■ EXERCISE INSTRUCTIONS
Express all of the material below as a two-column CSV with the header row instruction,points. Give each instruction its own row, with its points beside it, and put each value in a single double-quoted field with its line breaks replaced by spaces.

■ EXCERPTED RECORDS

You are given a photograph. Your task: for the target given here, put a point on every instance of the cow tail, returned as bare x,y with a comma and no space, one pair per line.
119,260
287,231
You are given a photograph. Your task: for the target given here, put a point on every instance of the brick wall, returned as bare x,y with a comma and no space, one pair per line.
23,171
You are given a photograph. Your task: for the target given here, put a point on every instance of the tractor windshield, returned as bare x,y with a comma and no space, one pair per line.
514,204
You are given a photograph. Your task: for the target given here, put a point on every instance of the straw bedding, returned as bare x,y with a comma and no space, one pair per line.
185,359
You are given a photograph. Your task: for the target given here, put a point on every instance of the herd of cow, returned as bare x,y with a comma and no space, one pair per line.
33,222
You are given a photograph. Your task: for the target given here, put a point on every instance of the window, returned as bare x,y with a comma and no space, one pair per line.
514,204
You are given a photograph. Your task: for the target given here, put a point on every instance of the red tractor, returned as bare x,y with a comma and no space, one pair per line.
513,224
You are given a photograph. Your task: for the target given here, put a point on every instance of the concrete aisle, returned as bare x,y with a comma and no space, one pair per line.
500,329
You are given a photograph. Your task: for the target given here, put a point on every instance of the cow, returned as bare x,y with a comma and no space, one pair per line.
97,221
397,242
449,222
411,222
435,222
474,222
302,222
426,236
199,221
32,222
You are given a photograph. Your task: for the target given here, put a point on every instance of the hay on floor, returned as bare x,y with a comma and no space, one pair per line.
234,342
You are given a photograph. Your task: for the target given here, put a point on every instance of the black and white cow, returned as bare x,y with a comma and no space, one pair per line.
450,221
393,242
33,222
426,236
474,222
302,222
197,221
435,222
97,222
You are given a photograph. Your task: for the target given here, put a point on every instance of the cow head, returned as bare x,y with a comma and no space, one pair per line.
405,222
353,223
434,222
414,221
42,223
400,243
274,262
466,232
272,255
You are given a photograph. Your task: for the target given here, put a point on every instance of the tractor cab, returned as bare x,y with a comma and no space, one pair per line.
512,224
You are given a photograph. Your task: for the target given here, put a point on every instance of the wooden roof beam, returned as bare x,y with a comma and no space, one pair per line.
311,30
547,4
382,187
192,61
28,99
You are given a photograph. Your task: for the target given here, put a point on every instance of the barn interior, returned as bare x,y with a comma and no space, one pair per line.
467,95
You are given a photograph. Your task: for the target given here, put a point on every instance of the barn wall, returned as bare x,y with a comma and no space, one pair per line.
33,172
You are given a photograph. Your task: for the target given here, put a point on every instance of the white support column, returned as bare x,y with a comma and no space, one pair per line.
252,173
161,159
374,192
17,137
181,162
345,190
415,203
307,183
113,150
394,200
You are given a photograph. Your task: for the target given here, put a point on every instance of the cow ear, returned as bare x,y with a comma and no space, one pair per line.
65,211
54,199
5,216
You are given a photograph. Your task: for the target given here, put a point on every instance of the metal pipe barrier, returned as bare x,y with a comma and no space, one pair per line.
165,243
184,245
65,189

■ THE RESPONSE
instruction,points
"You are given a photograph. Your task: for the target given here, put a point on every instance of the cow tail, returned as bare x,y with a comma and no space, one pair per line.","119,260 287,231"
"You are given a photograph. Your task: for the target given here, put a point on every instance of the brick wall, returned as bare x,y with a comma and no space, one pair per line.","23,171"
"You are given a photograph. Your task: for the target given here, put a point on every instance of the tractor windshield, returned as bare x,y with a comma and no space, one pair per line.","514,204"
"You are given a photograph. Your task: for the target given here, put a point on every instance of the straw bedding, returned as bare x,y with a comma and no space, one pair per line.","185,359"
"You are given a photograph. Your task: for the target given here, put a point on every instance of the herd of cow, returned as bare x,y with a comma and no space, one pair per line.","33,222"
"You are given a photograph. Your task: for the target given here, put a point on every instance of the window, returned as bare x,y with a comma and no space, one pair per line.","514,204"
"You are given a photograph. Your task: for the target given here, put a point on every instance of the red tractor, returned as bare x,y with a comma and no space, one pair per line.","513,224"
"You are given a photograph. Your task: for the target given here, put a point on every instance of the concrete aisle, returned as bare x,y with a comma and no space, one pair per line.","500,329"
"You are given a photograph. Your task: for the target given here, put a point on every instance of the cow, returned as bare x,y with a comma and no space, one pair per line.","97,221 397,242 449,222 411,222 435,222 474,222 302,222 426,236 199,221 32,222"
"You are given a photograph. Your task: for the target given here, put a point on every instance of the hay on floor, returned as bare x,y with a comma and no space, one pair per line.","234,342"
"You are given a photograph. Your task: for the target given here, put a point on every instance of the black and white cow, returned as bare x,y with a comma and no space, one pair per line.","450,221 393,242 33,222 426,236 474,222 302,222 197,221 435,222 97,222"
"You are given a photograph. Your task: for the target given here, put a point on every instance of the cow head, returned as bare x,y with a comma and no space, one pair per line.","405,222 353,223 434,222 414,221 42,223 400,243 274,262 466,232 272,255"
"You are given a photograph. Your task: for the target given here, put a point on every instance of the tractor cab, returned as bare x,y with a comma and no space, one pair per line.","512,224"
"You are given a photograph. Your task: for the target given here, put a point on every instance of the wooden roof beam, returned as bare x,y with a comma and no space, one pair per line.","311,30 547,4 382,187 192,61 28,99"
"You are given a photograph. Your task: for the target given here, put a point on every instance of the barn interior, returned as bare x,y with a comma and no space, one pair per line.","467,95"
"You are given a photograph. Your task: for the target given here, put a point on every instance of the barn wall, returned as bare x,y with a comma and no space, one pair per line.","33,172"
"You are given a photograph. Your task: for the target given here, put a point on every instance of the white support column, returned as bare x,y with a comma and no space, one pair per line.","252,173 161,159 374,192 17,137 181,162 345,190 415,203 307,183 113,150 394,200"
"You are given a photograph. Your task: for the target given here, put a point on every instance of the cow ear, returned as bare x,y with a comma and no space, one pair per line.","65,211 54,199 5,216"
"You are given a photograph. Your task: for the target given here, put a point on every instance of the metal pipe barrier, returned as bare x,y with a comma and no space, one pair per line.","165,243 184,245 65,189"